>>
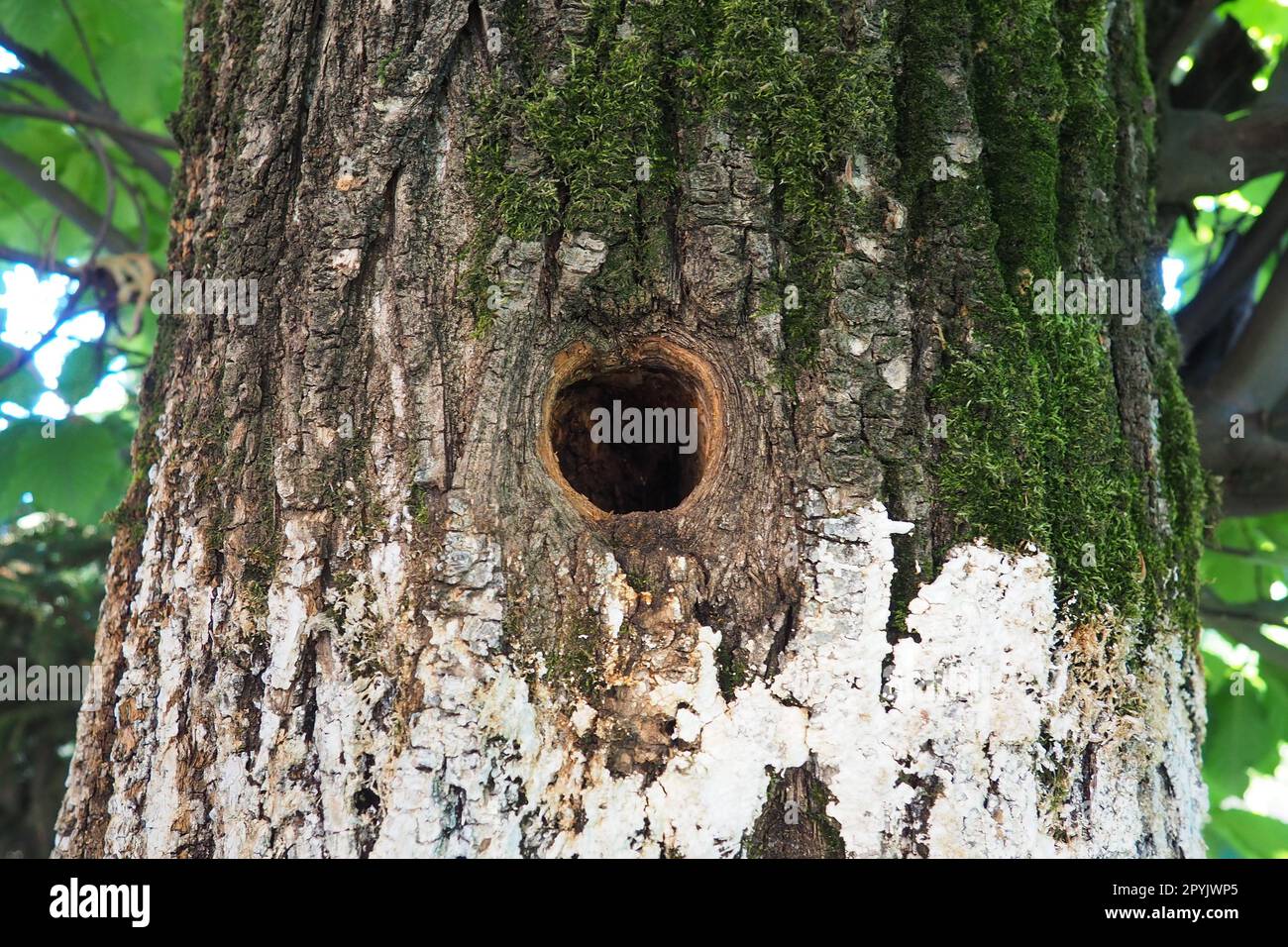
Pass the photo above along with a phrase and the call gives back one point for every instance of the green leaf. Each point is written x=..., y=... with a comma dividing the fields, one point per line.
x=80, y=373
x=1248, y=834
x=81, y=471
x=25, y=385
x=1244, y=729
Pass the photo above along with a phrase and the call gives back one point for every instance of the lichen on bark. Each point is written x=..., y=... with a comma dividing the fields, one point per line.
x=361, y=616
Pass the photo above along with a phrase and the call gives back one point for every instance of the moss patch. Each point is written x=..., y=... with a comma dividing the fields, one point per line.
x=593, y=142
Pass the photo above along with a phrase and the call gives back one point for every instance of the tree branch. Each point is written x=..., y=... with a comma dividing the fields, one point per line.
x=1197, y=147
x=1250, y=377
x=35, y=261
x=53, y=76
x=72, y=118
x=62, y=200
x=1210, y=303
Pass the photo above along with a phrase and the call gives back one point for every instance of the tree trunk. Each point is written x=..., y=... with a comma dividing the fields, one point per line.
x=925, y=583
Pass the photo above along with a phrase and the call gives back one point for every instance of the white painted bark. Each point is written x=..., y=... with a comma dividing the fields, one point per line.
x=386, y=688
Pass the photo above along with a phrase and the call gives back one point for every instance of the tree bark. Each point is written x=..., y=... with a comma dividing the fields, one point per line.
x=932, y=589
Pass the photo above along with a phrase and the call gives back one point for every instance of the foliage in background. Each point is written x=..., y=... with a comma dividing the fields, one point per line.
x=73, y=342
x=55, y=491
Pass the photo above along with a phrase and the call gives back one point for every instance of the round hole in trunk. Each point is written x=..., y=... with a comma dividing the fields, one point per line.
x=631, y=433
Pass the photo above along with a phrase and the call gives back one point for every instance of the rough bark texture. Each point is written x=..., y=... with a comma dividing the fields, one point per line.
x=353, y=609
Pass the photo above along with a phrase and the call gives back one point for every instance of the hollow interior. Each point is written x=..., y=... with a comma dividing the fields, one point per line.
x=631, y=438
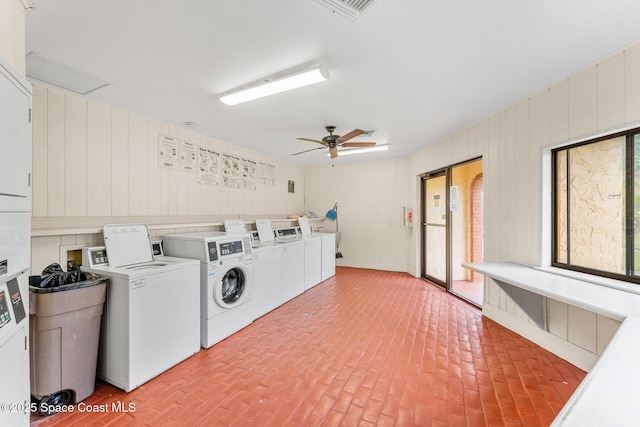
<<
:: ACTION ITEM ::
For this exercise, output only the lines from the one bearing "of the round" to the end of the material above, exactly as written, with pictures left out.

:: RESPONSE AREA ::
Pass the photo above along with a phrase and the call gives back one point for every instance of the round hole in trunk. Each point is written x=..., y=... with a comma dividing the fields, one point per line.
x=631, y=433
Pass the photo above along with a phrase and the call gives back one point for every instance of the rough bark texture. Each point is written x=..., y=... with a comma dividing the fields, one point per line.
x=353, y=609
Pass the photo above along with a phrase and the call gives back one point for every instance of the hollow interior. Each point is written x=..., y=... with a comma dividing the fields, one point per line.
x=631, y=438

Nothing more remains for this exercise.